start Given records

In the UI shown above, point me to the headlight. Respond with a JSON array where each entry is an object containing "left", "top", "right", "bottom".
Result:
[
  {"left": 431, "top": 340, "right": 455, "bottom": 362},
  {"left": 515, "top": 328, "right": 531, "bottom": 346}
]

end Given records

| Goal |
Copy every record above verbatim, changing nothing on any line.

| Result of the exercise |
In the UI shown above, point me to the headlight. Respond with a JSON array where each entry is an object containing "left", "top", "right", "bottom".
Result:
[
  {"left": 431, "top": 340, "right": 455, "bottom": 362},
  {"left": 515, "top": 328, "right": 531, "bottom": 346}
]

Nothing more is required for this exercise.